*WHAT NEEDS TO BE DONE*. Arrange the items below as a numbered list, leaving out any blank lines.

## START RAW DATA

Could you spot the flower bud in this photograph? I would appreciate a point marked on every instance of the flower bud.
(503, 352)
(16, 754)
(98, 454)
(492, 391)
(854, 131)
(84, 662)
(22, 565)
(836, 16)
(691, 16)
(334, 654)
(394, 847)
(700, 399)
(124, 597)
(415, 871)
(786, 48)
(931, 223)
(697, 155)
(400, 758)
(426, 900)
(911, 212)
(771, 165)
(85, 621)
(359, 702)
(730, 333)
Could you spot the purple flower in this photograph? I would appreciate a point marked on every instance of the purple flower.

## END RAW DATA

*EXERCISE RESULT*.
1. Could you spot the flower bud in this photograph? I would appreciate a point marked on every instance of the flower bud.
2. (503, 352)
3. (16, 754)
4. (98, 454)
5. (492, 391)
6. (854, 131)
7. (84, 662)
8. (22, 565)
9. (836, 16)
10. (691, 16)
11. (334, 654)
12. (394, 847)
13. (700, 399)
14. (124, 597)
15. (415, 871)
16. (786, 48)
17. (931, 223)
18. (697, 155)
19. (400, 758)
20. (426, 900)
21. (911, 212)
22. (771, 165)
23. (85, 621)
24. (359, 702)
25. (730, 333)
26. Could you spot the purple flower in this photograph? I would appreciate a point marked on every instance of the purple flower.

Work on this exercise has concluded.